■ Job ■
From the records below, print everything from the line containing "Where can the blue" down to the line containing "Target: metal gate", both of those lines included, without changing a character.
══ The records
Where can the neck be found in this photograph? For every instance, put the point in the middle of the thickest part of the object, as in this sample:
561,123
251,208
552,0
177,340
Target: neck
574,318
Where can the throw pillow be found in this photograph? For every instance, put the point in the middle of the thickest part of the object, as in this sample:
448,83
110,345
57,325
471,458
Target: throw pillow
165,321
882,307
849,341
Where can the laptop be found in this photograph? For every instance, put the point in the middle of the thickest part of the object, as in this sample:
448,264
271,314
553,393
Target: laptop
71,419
════
══ The records
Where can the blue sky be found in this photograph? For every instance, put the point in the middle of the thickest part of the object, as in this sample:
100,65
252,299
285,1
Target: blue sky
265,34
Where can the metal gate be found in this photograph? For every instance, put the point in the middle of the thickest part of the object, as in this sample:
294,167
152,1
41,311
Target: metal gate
════
══ The records
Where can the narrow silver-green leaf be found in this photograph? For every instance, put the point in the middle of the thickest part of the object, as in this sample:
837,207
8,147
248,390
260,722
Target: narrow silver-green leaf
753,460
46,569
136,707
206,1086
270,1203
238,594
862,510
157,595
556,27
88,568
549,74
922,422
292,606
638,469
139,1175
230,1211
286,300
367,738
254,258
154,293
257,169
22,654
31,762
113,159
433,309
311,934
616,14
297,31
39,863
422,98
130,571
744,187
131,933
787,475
════
■ Written solution ■
Where can the blue sky be found in this photograph? For every instance, put the point in the middle of the thickest part of the object, as in this sample:
100,65
252,299
285,1
Target: blue sky
265,34
Where can the metal gate be found in this photograph? For every instance, put the point in the middle of the thickest part of the object, as in this sample:
294,167
152,1
41,311
Target: metal gate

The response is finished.